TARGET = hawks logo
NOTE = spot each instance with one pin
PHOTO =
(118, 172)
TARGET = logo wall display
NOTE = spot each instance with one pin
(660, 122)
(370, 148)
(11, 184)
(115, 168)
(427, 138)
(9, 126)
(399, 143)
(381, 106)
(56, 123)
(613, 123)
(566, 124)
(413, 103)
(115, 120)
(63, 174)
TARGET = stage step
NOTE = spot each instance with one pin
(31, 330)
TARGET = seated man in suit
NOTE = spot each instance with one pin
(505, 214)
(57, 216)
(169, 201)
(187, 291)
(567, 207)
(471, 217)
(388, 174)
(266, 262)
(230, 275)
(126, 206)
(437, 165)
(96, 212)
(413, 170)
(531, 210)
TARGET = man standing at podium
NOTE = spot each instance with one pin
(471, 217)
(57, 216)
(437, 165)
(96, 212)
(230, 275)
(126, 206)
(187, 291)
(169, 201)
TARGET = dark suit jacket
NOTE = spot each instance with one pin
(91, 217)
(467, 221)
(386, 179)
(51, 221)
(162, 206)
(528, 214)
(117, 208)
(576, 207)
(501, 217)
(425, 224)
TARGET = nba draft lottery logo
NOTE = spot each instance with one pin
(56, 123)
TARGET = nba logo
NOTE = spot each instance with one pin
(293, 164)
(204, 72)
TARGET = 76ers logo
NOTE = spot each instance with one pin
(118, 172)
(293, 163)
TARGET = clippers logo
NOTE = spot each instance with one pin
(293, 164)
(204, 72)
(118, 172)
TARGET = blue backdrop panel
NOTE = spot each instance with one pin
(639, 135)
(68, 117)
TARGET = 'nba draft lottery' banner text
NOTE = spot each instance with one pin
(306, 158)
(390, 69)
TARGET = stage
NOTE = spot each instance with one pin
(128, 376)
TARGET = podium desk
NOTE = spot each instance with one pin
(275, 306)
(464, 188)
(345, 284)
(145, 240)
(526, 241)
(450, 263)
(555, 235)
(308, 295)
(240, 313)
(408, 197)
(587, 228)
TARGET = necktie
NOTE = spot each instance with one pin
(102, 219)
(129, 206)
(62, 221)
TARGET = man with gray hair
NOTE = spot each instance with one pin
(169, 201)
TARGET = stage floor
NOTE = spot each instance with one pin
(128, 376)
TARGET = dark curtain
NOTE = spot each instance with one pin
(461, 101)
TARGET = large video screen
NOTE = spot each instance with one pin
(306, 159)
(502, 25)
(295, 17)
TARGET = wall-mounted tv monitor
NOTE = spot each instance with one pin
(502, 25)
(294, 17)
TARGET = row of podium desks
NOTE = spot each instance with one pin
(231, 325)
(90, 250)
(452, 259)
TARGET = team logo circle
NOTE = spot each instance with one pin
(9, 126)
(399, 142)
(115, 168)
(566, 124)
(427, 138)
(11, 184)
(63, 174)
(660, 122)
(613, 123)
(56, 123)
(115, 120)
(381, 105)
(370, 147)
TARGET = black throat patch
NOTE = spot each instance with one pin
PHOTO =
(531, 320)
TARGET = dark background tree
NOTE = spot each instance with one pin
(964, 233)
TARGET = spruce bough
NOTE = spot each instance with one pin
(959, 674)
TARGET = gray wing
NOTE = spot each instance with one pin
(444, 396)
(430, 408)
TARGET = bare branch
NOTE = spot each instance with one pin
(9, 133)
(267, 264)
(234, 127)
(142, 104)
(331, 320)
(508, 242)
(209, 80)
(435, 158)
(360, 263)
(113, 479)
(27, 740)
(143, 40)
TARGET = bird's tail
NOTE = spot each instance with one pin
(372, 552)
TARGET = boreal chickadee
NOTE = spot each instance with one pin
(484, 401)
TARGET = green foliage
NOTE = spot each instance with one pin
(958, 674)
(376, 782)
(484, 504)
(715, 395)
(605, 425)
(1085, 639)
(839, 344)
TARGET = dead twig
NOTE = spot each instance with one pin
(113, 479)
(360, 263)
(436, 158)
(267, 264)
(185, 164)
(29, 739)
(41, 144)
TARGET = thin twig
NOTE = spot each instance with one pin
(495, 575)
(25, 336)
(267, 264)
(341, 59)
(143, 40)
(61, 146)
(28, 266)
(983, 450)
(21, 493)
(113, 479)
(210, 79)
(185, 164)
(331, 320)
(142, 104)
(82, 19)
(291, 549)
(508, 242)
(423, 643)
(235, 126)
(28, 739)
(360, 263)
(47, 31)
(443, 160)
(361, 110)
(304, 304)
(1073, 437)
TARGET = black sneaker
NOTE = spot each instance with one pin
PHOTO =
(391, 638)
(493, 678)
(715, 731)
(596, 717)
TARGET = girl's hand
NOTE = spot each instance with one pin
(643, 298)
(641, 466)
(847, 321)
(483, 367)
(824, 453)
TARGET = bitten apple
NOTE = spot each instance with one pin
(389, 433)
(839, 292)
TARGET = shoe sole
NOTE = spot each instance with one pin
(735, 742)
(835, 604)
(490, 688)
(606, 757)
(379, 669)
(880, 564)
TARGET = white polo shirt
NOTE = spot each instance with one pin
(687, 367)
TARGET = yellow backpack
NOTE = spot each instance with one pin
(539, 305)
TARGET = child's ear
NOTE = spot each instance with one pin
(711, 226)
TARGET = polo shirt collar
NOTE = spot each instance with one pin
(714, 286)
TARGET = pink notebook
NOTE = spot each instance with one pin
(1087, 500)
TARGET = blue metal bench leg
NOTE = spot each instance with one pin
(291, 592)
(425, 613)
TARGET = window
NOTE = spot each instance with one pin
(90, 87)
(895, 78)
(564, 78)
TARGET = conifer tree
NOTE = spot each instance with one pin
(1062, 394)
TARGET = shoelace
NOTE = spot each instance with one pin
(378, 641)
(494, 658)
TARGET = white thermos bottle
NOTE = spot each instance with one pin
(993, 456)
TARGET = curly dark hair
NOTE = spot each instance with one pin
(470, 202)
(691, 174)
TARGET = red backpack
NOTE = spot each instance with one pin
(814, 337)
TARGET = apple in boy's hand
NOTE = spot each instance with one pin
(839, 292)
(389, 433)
○ ○ ○
▸ **What needs to be done**
Count each line above that has the word "suit" in it, and write down nothing but the total.

▸ **Result of this task**
2